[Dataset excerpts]
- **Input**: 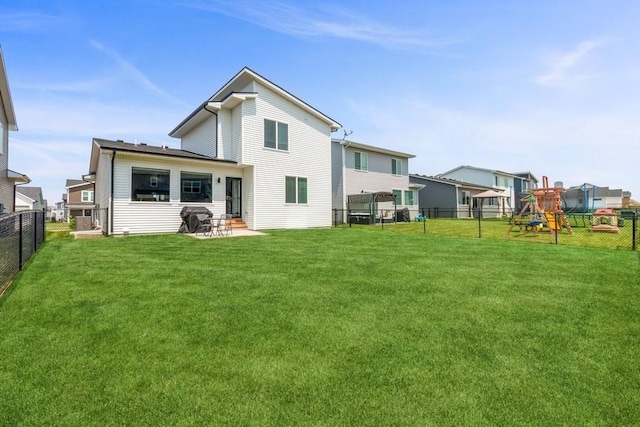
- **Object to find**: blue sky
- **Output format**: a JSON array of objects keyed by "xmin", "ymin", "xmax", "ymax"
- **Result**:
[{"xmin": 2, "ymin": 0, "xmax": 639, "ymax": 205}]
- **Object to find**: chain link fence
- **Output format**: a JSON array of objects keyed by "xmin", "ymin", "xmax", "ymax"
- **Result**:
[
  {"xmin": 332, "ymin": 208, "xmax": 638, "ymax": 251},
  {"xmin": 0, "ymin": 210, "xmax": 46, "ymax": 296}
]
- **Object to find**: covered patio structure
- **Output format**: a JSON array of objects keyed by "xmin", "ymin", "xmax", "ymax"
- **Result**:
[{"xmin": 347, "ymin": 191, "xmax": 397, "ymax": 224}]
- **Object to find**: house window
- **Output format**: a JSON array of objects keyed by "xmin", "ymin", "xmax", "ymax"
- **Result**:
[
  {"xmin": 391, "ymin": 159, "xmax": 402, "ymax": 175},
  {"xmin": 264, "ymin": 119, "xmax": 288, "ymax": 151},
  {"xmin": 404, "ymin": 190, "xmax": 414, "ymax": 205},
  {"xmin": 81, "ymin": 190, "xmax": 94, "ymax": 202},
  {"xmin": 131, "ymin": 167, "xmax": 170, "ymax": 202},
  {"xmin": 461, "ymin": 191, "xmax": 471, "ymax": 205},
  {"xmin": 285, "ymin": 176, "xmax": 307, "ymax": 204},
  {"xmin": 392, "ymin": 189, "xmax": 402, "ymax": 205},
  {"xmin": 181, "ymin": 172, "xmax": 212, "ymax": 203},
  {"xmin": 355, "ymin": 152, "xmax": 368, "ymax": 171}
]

Brief>
Search the entries above for the word "find", and copy every line where it occurs.

Result of this task>
- **Object to find**: blue sky
- **Object to find**: chain link fence
- **Object to find**: covered patio structure
- **Object to find**: house window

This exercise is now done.